**GIVEN TEXT:**
If he wins Pennsylvania, which has 20 Electoral College votes, he will become president-elect.
In Georgia (16 votes) - where counting also continues - Mr Biden is now leading in the normally-Republican state by 1,097 votes.
Mr Biden and Mr Trump are in a statistical dead heat in the state, locked on 49.4% each.
Despite his opponent now leading in two key states, the Trump campaign has released a statement declaring the election is "not over".
"The false projection of Joe Biden as the winner is based on results in four states that are far from final," campaign general counsel Matt Morgan said in a statement.
It comes after Mr Trump doubled down on unsubstantiated claims his political opponents are trying to rig and steal the US election.
In his first public appearance for 36 hours, the president said "we can't allow anyone to silence our voters and manufacture results" - but declined to offer any evidence for his allegations of corruption and wide-scale ballot tampering.
He insisted during a White House speech that "if you count the legal votes, I easily win", despite no victor having been announced yet and Joe Biden leading in both the Electoral College and the popular vote.
Several US news networks stopped broadcasting the president's address after he shared unfounded claims of fraud in states where Mr Biden is eating into his lead.

**DATASET EXCERPTS:**

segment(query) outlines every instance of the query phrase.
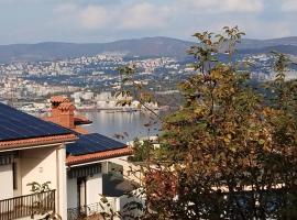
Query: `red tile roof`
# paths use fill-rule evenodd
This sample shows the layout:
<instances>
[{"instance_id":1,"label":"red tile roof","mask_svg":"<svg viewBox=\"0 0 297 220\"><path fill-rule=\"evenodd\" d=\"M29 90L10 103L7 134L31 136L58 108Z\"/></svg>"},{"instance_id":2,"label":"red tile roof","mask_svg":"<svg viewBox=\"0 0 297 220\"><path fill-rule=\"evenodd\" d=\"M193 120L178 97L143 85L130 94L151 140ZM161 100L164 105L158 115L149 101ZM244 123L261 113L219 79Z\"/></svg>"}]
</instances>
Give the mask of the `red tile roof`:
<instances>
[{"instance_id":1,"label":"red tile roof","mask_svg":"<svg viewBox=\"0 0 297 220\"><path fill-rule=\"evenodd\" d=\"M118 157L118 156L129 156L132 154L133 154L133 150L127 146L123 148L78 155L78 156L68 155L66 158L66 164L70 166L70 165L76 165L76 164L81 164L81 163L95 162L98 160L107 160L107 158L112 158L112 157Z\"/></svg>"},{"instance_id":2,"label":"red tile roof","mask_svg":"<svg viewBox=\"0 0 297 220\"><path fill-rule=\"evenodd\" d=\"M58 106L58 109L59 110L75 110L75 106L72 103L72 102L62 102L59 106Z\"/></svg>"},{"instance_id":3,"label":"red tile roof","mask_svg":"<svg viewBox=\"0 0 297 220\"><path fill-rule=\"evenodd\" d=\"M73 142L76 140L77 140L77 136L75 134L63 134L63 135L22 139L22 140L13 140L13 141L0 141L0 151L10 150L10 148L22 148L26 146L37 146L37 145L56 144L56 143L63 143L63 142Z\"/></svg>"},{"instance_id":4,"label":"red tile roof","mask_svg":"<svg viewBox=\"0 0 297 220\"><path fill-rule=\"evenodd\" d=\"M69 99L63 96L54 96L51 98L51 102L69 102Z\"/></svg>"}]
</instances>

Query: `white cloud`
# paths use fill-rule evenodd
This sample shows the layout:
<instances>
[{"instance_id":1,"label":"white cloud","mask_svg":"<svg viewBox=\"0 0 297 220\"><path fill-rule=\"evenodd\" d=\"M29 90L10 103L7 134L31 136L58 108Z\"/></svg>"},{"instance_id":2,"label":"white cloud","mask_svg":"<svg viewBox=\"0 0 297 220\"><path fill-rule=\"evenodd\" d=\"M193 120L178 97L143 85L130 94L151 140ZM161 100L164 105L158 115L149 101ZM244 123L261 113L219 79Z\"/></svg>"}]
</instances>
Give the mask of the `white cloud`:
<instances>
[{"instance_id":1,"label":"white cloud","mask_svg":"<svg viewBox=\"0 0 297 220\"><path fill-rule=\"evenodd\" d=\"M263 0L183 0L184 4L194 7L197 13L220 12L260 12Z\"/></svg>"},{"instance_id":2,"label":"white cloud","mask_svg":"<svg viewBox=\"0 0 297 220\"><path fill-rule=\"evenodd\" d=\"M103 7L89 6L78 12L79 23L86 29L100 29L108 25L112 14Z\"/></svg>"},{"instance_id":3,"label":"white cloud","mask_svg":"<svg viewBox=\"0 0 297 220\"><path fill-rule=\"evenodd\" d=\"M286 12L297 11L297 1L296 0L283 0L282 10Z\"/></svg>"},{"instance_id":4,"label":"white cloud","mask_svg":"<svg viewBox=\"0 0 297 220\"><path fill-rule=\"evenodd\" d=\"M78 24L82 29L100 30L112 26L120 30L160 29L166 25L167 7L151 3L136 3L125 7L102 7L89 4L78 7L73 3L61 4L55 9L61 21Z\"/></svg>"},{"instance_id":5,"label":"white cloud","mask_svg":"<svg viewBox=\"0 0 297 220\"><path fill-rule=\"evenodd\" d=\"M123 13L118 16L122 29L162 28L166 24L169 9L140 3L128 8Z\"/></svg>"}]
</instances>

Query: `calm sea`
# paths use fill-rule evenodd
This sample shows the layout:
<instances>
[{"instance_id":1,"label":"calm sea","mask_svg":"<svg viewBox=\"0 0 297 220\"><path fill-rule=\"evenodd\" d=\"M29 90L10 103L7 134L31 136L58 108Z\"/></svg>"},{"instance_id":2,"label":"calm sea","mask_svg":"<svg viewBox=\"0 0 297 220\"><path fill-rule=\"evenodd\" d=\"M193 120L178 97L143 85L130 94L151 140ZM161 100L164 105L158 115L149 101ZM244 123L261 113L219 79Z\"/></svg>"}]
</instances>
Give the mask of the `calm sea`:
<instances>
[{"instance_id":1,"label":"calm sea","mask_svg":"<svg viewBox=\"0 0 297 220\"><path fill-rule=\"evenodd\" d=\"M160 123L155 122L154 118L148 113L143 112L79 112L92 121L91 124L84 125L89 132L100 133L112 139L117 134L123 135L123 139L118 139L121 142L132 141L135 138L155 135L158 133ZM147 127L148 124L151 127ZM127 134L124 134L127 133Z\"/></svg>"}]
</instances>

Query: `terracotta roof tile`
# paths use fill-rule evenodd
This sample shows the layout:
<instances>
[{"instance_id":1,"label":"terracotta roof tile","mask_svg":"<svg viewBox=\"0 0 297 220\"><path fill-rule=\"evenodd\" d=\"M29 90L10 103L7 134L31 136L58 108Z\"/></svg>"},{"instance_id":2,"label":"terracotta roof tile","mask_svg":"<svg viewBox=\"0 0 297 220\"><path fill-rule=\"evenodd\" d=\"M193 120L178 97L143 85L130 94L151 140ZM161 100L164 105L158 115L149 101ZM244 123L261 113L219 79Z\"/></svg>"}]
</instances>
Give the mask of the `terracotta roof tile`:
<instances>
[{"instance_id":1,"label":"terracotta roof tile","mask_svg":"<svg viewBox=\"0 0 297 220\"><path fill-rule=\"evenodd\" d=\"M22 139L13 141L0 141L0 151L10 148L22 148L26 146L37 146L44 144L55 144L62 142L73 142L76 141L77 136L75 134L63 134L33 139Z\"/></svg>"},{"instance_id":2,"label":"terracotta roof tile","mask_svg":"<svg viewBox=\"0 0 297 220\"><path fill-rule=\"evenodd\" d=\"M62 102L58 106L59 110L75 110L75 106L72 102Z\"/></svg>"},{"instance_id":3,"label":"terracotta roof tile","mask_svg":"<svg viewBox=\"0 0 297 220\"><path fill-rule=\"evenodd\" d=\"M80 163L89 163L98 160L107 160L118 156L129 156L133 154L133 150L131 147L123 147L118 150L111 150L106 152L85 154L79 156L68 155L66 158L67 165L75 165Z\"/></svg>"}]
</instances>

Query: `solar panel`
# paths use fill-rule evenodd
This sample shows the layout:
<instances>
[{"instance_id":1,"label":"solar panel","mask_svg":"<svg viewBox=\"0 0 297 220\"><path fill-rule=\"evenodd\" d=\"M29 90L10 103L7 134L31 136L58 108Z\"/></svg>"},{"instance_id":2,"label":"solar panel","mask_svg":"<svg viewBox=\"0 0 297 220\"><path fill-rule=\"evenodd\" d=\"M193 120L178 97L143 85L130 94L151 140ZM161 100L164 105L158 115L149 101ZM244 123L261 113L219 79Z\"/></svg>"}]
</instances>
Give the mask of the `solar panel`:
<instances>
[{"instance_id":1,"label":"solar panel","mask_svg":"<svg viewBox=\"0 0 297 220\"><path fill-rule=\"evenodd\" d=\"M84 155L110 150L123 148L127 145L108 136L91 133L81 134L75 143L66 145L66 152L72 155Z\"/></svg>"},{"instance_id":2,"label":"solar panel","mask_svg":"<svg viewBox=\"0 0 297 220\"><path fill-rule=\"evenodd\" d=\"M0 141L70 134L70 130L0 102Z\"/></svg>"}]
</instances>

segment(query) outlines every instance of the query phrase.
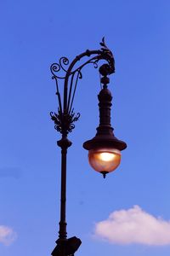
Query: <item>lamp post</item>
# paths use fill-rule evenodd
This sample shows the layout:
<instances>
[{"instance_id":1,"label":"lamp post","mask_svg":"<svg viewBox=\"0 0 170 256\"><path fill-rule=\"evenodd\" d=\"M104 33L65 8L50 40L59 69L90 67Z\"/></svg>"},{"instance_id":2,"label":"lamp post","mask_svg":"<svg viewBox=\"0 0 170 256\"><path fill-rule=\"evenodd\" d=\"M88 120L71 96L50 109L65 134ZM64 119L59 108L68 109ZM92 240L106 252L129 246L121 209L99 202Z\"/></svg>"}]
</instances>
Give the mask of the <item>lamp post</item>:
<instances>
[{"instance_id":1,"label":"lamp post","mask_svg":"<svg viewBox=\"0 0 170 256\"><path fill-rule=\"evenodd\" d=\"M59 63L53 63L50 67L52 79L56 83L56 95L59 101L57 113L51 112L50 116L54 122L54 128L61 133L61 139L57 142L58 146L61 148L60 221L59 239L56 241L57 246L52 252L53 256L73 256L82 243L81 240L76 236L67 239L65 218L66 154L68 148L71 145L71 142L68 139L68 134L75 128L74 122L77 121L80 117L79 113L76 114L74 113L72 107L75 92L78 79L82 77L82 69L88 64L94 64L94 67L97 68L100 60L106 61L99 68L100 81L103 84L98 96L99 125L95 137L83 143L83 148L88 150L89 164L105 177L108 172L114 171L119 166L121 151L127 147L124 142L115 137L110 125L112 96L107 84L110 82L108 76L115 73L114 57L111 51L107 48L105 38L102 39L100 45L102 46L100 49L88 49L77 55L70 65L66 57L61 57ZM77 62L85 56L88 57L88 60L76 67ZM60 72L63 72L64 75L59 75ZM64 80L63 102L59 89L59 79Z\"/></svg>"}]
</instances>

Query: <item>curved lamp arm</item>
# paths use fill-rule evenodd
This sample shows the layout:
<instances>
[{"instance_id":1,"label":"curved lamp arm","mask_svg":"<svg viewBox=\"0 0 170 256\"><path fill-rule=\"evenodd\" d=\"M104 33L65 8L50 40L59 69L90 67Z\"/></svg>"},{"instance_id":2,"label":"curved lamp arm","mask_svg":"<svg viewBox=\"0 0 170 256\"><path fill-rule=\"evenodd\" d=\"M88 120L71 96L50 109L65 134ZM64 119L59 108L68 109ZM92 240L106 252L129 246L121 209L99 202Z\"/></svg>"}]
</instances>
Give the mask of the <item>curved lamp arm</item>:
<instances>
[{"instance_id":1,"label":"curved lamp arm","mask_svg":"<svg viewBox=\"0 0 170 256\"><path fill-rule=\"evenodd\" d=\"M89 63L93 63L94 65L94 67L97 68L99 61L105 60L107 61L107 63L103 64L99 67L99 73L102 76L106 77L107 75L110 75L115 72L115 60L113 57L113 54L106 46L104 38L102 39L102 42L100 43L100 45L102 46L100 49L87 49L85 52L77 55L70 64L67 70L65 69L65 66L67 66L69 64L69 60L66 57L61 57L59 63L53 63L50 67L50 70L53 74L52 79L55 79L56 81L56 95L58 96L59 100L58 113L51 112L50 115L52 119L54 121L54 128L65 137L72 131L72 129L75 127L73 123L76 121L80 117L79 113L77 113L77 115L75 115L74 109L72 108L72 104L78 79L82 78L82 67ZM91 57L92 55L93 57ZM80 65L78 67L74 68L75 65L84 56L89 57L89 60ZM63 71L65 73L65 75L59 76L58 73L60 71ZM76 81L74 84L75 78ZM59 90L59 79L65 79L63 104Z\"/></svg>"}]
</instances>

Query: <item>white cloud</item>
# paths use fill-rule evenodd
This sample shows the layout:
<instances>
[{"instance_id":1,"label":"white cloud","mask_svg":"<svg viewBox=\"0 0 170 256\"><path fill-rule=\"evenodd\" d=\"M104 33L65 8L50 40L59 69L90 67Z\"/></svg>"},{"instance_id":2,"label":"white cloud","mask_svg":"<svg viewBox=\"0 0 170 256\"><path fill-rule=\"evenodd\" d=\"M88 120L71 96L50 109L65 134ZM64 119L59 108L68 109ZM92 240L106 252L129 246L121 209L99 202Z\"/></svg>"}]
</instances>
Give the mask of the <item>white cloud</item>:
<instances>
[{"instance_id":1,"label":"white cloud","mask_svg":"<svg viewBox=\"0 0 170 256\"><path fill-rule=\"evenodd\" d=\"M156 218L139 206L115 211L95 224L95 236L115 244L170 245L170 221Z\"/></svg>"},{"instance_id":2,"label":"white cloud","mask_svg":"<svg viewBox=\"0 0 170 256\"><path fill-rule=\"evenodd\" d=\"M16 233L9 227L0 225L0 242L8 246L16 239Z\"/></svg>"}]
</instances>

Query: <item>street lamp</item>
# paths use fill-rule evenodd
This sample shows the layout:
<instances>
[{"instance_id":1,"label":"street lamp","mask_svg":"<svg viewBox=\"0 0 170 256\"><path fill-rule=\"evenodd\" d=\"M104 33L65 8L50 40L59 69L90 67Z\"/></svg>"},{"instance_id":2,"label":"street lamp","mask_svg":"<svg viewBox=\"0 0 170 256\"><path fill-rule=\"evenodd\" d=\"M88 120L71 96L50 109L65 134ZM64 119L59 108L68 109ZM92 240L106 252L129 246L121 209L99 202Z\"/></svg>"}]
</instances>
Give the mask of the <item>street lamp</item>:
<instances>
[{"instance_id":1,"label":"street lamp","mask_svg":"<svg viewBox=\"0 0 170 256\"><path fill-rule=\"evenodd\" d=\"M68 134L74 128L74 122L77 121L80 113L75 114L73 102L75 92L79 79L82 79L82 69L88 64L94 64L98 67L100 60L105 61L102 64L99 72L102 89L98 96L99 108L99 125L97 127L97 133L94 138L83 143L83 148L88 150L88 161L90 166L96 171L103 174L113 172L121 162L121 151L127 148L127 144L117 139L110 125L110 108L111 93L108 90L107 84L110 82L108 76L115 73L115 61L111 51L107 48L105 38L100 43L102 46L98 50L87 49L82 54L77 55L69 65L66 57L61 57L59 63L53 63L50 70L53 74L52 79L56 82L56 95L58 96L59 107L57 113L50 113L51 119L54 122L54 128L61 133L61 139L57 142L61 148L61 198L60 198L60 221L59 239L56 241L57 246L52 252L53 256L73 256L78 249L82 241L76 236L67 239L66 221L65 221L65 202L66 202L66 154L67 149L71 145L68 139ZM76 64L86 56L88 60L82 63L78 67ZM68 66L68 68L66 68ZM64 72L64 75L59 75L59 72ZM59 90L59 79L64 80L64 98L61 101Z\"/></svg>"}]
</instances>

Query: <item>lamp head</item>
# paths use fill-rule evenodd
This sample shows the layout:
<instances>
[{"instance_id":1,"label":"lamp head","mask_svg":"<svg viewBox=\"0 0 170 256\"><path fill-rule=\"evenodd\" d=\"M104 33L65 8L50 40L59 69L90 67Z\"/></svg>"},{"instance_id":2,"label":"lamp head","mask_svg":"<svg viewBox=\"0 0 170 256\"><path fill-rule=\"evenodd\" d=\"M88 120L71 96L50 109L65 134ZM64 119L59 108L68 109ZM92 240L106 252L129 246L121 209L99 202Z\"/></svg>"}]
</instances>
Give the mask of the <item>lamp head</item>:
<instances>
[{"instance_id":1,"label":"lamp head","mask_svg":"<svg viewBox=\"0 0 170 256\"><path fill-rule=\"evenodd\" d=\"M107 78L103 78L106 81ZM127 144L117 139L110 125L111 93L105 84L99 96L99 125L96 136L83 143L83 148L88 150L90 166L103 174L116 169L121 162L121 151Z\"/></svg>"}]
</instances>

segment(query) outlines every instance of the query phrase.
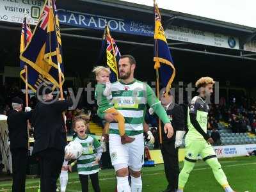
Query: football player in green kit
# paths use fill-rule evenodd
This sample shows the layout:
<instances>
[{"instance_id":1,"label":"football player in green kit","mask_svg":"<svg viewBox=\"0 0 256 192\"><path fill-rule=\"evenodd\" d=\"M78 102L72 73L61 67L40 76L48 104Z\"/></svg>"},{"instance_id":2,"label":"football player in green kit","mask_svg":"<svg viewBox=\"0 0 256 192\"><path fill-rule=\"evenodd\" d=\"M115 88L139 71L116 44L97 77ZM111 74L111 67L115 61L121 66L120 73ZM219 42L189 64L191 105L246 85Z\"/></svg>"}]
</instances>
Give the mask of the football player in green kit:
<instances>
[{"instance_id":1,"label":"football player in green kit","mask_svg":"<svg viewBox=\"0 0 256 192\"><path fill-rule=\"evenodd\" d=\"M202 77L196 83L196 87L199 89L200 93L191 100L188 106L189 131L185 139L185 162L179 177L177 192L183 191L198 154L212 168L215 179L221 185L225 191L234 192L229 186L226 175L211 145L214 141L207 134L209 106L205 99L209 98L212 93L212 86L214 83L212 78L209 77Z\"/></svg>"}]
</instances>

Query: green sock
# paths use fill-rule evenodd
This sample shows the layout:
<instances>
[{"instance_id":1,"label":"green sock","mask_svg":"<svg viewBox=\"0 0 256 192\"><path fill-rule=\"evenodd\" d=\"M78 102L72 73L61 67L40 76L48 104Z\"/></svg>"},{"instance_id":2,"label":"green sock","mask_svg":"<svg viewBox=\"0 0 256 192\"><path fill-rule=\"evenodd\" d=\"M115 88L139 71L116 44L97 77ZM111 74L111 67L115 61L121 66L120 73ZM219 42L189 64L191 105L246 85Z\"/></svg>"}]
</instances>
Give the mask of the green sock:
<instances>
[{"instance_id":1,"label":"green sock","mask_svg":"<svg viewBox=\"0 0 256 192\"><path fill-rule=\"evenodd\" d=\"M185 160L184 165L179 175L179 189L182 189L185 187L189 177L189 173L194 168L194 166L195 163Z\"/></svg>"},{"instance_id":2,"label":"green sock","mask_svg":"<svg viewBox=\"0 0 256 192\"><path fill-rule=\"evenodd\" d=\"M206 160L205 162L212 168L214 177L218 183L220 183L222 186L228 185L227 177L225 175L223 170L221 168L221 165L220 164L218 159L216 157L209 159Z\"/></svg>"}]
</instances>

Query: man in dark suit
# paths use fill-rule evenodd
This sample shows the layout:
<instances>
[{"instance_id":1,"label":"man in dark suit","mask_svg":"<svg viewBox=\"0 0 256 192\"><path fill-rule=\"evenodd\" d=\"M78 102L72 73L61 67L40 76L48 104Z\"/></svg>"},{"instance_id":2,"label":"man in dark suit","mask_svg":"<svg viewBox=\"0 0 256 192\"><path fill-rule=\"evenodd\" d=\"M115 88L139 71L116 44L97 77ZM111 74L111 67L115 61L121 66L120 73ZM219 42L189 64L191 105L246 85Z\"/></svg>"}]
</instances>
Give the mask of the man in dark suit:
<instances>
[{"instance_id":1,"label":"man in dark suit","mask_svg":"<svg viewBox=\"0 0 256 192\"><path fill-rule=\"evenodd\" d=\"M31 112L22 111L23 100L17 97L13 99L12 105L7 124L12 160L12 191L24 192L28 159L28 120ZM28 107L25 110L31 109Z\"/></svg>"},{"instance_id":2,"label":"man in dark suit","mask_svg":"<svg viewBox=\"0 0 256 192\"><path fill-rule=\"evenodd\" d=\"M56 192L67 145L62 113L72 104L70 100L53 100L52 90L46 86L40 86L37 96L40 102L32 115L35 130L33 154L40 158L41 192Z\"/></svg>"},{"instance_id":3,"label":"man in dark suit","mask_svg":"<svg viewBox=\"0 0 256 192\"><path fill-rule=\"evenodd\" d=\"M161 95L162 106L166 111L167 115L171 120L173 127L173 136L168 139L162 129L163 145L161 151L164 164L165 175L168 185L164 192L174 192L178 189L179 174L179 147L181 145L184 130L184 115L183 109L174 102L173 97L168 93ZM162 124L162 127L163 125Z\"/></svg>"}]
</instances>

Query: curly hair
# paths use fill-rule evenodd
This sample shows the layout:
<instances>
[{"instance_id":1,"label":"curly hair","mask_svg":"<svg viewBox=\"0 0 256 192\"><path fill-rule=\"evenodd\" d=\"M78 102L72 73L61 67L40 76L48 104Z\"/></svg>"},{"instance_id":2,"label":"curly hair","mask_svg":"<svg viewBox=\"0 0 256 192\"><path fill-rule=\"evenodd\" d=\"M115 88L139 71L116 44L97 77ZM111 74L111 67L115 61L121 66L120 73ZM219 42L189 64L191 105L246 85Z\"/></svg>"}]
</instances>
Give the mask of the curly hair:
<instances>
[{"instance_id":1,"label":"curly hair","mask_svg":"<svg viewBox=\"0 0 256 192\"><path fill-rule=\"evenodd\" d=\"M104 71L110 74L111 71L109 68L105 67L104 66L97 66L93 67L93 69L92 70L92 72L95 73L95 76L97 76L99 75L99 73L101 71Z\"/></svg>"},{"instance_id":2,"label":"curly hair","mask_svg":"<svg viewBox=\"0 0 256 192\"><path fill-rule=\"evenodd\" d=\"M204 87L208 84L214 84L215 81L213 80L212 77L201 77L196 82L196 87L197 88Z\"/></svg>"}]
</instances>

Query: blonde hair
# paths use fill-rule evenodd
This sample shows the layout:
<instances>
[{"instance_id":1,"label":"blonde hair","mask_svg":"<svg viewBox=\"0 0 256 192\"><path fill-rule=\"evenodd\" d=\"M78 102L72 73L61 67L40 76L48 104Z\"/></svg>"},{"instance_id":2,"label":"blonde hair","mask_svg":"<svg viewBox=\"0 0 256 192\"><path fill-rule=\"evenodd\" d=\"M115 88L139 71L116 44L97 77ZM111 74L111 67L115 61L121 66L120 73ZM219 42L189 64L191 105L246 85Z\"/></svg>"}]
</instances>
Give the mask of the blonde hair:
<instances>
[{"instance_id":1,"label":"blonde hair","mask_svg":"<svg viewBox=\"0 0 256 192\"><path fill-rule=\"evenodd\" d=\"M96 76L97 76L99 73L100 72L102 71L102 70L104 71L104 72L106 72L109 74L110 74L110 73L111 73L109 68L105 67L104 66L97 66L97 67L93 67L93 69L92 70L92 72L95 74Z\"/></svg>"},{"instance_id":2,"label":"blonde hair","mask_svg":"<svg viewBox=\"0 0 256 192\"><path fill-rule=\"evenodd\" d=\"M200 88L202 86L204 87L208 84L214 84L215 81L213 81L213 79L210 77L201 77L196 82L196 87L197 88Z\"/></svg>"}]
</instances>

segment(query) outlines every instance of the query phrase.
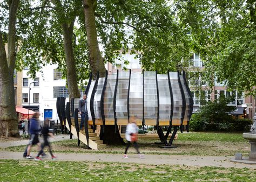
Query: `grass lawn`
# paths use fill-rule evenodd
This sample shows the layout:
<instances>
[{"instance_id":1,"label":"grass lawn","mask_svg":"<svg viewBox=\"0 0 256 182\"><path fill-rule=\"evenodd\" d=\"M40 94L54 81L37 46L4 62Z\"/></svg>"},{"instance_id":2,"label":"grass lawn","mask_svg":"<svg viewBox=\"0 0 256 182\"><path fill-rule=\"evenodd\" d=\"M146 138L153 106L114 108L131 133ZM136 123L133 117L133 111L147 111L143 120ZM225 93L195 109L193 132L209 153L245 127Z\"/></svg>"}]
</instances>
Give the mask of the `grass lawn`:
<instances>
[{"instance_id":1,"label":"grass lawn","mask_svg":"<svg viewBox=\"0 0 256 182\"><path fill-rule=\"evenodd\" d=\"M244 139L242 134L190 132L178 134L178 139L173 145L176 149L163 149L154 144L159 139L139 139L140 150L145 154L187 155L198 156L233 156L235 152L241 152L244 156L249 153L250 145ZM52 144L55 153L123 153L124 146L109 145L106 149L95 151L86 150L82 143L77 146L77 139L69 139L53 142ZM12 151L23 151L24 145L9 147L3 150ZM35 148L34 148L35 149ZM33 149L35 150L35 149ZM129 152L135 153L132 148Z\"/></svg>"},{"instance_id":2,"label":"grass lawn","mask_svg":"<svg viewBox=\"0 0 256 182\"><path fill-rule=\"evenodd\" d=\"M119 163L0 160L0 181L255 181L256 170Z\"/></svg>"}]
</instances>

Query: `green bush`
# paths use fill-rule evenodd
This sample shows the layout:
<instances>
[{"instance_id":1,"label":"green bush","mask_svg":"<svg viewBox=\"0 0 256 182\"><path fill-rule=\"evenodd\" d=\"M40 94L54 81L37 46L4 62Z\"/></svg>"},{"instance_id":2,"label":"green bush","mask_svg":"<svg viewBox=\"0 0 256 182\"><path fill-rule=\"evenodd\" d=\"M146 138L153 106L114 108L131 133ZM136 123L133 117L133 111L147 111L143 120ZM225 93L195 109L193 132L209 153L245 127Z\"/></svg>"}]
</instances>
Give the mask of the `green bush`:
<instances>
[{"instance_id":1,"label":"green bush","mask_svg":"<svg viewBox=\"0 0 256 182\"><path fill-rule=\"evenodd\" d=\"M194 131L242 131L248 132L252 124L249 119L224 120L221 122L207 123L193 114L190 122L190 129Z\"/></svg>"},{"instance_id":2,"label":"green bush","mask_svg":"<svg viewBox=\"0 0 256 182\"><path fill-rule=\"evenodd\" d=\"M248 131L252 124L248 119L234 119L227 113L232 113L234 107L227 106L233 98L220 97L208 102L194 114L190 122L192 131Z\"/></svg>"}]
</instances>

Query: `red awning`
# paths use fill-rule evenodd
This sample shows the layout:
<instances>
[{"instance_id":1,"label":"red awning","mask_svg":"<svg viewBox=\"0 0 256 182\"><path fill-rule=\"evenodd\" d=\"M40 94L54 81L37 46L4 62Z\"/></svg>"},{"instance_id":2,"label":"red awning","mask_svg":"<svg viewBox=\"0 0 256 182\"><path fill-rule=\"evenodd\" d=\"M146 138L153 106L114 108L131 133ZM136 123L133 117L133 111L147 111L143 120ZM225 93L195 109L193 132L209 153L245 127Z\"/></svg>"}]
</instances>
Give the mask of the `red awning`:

**WHAT IS REQUIRED:** Resume the news report on the US presidential vote count, picking up right after its final sentence.

**RESPONSE:**
ABC, NBC, MSNBC, CBS and USA Today were among the broadcasters who cut away from the event before it finished.
Earlier, Mr Biden declared "each ballot must be counted" and urged people to "stay calm" because "the process is working".
He said he felt "very good about where we stand", adding he had "no doubt" he will be declared the winner.
It comes as five nail-biting races in battleground states remain too close to call after many hours of counting.
On election night, Mr Trump claimed victory before key results had been announced and accused his political opponents of a "fraud on the American public" without providing any evidence, demanding counts in four states to cease.
In his latest remarks, the president promised there will be "a lot of litigation" because "they're trying to steal an election, they're trying to rig an election and we can't let that happen".
Despite his campaign being pressed repeatedly for proof to verify those accounts, Mr Trump offered none - only vowing: "It's going to end up perhaps at the highest court in the land."
But Mr Biden's team hit back, calling the intervention "desperate, baseless and a sure sign he's losing".
Mr Trump's son, Donald Jr, has called for him to "go to total war" over the "cheating" - again unsubstantiated - "that has been going on for far too long".
The president has launched legal action in several states in a bid to halt counting, but already had one bid denied in Michigan.
It is possible the race for the presidency will be dragged out into a third day.
In Nevada, more results are not expected until Friday.
And in Pennsylvania, secretary of state Kathy Boockvar said "the overwhelming majority of ballots will be counted by Friday".
She also denied there was any evidence of voter fraud apart from one case of a man trying to get a ballot for a deceased relative that was discovered several weeks ago.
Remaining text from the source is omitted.